*** Supplied records Section Begins ***

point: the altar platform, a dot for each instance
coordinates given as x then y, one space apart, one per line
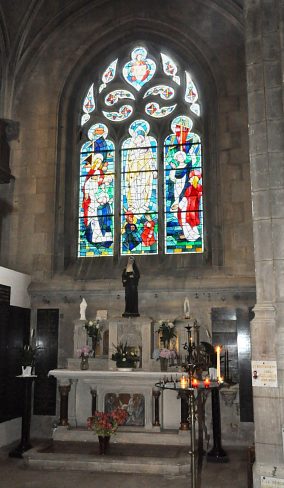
120 457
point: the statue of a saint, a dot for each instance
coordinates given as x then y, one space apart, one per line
186 308
130 279
83 307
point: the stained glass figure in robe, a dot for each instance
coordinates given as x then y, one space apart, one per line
139 221
140 69
183 185
96 194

*** Supplied records Section Ends ***

▶ _Work to complete_:
Return every line shown above without changing a word, and skip the pictures.

▶ _Output for this task_:
point: the altar platform, a dot for each instance
coordinates given as x then y, one space apart, one per line
120 457
point: the statue of a saint, a dot for each instance
coordinates given as x then y, one space apart, one per line
186 308
130 279
83 307
point: the stained glass figure in robe, a dot for each instance
coordinates given as x then y, one space apart, one per line
139 221
140 69
183 185
96 194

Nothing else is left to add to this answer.